*Work to be completed*. Go to the line containing "barrier wall in the photo above." in the listing below and retype it and every later line exactly, down to the last.

*Dataset entries*.
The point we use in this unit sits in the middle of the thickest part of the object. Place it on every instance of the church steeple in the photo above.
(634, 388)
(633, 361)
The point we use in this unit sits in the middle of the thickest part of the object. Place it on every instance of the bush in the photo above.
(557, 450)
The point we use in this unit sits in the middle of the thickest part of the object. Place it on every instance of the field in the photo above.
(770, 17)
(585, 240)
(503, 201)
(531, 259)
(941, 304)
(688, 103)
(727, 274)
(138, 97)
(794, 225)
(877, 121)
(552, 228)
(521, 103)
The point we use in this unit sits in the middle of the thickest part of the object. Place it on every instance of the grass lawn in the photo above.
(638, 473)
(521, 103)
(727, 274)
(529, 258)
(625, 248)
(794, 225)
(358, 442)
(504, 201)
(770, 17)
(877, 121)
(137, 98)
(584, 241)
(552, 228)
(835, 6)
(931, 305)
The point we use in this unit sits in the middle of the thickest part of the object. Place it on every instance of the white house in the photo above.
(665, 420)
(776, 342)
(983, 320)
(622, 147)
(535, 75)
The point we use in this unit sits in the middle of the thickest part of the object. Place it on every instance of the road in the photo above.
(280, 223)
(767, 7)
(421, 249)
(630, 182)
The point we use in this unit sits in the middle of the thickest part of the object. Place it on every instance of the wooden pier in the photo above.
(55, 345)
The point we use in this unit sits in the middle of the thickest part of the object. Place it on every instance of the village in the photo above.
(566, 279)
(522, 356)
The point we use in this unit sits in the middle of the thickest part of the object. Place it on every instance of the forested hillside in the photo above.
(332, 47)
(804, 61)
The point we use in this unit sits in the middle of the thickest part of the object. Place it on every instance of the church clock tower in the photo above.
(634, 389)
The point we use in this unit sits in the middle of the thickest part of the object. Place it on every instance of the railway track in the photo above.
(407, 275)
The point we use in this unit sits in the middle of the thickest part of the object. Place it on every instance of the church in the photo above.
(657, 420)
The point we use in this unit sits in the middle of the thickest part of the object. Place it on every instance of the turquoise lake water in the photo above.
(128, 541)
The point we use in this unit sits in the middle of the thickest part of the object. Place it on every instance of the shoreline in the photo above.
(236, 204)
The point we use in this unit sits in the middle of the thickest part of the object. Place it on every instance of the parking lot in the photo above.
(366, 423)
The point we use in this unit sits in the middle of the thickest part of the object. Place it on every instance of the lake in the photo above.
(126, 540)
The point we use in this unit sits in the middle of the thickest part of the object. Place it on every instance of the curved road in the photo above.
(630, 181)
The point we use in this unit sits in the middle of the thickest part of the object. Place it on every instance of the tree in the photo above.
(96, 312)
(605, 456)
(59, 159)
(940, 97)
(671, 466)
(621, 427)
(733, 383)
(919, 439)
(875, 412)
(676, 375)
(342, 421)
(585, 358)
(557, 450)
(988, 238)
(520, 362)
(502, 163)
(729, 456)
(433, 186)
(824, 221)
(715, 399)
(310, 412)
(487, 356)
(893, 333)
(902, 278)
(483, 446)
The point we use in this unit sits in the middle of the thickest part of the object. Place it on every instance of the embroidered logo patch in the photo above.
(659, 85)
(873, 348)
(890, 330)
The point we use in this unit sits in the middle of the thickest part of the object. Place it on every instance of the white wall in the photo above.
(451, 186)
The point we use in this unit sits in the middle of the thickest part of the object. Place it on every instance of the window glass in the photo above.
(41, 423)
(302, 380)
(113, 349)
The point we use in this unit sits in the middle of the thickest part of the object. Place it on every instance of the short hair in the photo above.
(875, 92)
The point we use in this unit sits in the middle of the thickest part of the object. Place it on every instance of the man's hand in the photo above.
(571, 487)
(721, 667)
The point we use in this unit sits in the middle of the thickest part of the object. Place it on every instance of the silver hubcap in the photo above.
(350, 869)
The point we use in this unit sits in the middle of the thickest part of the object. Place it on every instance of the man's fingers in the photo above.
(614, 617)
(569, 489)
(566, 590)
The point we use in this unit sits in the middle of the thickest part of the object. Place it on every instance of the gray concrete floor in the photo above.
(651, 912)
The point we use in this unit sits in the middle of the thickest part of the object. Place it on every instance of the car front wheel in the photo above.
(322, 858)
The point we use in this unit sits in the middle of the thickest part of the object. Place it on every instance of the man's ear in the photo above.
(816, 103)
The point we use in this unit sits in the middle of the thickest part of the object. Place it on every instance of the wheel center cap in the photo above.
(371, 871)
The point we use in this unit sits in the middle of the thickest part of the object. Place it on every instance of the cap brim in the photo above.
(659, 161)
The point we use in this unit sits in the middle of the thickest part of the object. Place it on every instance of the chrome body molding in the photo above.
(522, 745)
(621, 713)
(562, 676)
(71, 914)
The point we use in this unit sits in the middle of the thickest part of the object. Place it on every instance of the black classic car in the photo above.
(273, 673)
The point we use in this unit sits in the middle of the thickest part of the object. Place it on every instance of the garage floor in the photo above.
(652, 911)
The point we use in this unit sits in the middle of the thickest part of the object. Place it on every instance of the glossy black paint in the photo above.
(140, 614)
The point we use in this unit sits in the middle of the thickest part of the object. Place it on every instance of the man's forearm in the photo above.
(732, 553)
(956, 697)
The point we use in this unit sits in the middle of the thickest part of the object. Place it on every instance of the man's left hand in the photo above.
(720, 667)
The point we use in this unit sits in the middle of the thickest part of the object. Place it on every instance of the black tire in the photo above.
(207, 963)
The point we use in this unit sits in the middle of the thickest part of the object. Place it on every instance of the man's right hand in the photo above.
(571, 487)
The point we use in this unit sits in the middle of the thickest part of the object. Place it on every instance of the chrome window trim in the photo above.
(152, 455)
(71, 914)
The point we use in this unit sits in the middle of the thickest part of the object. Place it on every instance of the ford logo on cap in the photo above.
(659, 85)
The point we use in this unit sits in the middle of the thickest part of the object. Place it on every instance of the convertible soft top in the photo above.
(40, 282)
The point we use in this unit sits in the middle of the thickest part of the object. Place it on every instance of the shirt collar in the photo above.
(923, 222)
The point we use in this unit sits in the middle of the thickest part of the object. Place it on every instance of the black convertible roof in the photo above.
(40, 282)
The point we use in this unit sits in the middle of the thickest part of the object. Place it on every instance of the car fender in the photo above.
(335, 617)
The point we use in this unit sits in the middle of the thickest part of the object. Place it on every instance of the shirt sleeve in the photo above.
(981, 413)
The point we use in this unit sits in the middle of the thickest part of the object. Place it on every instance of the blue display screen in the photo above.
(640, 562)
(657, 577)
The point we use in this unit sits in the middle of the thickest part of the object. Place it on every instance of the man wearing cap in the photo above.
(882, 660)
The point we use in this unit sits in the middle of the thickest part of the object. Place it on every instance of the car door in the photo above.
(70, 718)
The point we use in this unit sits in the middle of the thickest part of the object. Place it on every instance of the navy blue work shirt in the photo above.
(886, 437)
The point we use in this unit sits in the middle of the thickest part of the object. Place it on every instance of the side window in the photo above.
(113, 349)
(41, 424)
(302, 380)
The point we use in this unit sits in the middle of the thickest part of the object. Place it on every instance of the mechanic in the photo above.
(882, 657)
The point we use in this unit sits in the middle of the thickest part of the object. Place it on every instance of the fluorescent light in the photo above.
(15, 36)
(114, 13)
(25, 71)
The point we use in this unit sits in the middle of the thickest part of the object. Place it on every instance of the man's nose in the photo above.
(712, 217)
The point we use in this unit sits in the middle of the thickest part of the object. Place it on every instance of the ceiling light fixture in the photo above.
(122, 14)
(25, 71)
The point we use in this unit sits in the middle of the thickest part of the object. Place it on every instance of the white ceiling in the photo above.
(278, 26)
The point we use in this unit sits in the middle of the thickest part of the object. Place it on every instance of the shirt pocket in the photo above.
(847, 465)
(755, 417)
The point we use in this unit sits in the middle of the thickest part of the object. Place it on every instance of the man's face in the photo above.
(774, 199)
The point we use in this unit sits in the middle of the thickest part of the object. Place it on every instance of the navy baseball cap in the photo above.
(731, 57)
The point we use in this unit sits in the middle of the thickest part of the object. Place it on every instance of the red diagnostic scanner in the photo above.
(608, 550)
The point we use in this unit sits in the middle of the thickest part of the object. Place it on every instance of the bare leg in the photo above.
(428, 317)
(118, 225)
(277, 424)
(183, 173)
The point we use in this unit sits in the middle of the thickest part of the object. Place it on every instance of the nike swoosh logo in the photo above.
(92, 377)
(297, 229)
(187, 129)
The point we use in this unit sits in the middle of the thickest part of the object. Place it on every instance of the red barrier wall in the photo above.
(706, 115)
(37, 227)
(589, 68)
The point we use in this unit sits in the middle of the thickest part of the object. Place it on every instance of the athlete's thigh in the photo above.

*Solution to this problem*.
The point we use in this unit sits in the middle of the thickest part of the object. Place it on every instance of the red barrier wall in the photo above.
(706, 115)
(37, 227)
(589, 68)
The point we use in this unit sits in the middle of the thickest part of the object. Place it on every instance of the athlete's thigh in the photo above.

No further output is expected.